EXTRACTED DATA:
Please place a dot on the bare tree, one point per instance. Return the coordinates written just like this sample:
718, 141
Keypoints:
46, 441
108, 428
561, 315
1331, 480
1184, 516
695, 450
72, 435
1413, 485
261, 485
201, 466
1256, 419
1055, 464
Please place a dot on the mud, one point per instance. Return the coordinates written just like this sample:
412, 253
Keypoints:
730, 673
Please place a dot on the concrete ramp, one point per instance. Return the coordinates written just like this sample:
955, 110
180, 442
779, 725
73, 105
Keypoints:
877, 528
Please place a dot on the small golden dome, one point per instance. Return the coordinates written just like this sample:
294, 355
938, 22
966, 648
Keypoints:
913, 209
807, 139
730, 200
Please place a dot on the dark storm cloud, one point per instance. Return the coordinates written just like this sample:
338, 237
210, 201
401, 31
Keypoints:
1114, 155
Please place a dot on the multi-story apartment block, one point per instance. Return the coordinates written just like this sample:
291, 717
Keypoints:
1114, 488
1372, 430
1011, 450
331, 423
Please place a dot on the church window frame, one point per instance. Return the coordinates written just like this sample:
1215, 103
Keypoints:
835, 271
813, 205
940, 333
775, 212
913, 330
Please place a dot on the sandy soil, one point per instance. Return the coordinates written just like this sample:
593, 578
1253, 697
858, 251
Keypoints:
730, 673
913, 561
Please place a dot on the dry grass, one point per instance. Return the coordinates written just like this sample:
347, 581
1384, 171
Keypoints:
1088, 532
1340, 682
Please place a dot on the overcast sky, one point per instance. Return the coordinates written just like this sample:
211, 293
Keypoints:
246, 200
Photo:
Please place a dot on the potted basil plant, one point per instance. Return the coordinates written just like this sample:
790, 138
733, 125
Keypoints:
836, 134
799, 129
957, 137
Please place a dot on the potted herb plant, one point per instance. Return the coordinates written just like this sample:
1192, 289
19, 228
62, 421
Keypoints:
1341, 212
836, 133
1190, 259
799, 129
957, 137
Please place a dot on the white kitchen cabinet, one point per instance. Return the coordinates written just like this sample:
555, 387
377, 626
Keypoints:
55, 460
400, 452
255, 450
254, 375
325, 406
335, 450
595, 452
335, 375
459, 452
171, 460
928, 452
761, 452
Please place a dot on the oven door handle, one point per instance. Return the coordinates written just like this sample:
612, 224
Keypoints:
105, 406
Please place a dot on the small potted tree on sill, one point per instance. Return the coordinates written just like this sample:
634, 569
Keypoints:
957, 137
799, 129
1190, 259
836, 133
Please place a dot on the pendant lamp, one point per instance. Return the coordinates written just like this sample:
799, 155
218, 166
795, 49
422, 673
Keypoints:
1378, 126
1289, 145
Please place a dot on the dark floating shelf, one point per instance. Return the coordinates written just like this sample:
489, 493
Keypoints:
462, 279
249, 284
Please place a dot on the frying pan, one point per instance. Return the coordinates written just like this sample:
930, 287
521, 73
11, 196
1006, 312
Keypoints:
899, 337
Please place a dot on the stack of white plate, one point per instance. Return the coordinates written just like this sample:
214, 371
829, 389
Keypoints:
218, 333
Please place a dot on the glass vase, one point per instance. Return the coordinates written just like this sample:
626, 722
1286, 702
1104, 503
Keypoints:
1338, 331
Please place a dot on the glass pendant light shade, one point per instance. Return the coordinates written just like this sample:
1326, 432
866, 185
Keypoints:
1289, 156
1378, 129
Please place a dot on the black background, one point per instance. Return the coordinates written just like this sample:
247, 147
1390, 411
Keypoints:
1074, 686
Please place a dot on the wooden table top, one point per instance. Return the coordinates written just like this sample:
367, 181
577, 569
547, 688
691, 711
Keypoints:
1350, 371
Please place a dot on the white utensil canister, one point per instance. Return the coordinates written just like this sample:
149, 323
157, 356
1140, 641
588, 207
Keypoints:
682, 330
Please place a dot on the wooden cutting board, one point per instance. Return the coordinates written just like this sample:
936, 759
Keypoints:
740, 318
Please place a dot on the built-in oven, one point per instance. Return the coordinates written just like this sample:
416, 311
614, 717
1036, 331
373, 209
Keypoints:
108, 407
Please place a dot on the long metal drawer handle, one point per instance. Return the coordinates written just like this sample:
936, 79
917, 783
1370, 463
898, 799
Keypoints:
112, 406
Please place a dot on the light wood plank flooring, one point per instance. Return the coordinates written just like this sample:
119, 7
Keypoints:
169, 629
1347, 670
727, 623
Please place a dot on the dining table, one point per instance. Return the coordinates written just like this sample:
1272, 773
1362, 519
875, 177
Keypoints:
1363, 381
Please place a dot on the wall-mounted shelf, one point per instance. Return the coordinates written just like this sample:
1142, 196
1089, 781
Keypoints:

EXERCISE BRIEF: Write the lines out verbatim, from the one with "Please place a dot on the white utensil" through the last line of the entries, and stop there.

FINISHED TASK:
Please place a dot on the white utensil canister, one point per instance. Return the coordinates written just like this sample:
149, 323
157, 356
1140, 641
588, 207
Keypoints:
682, 330
Please place a dot on the wooden cutting board, one point per instance. Return the coordinates written just like this sample:
936, 759
Keypoints:
740, 318
Please place a dot on the built-in oven, one point per instance. Return the coordinates written just like this sample:
416, 311
614, 717
1036, 331
373, 209
Keypoints:
108, 407
Please place a dot on the long metal drawer handle, one point per instance. Return the coordinates written just like this sample:
936, 79
917, 783
1370, 463
898, 799
Keypoints:
112, 406
Please place a dot on the light wood plank flooring, one point per instance. Return the coordinates written just like this sample:
119, 7
Keypoints:
169, 629
1347, 670
727, 623
Please place a dot on the dining table, one point per instance. Return the coordinates written just like this sample:
1272, 773
1362, 519
875, 177
Keypoints:
1363, 381
Please place a dot on the wall-mounted shelf, one point per instance. Return the coordinates written just like this sample:
1142, 196
1089, 781
Keypoints:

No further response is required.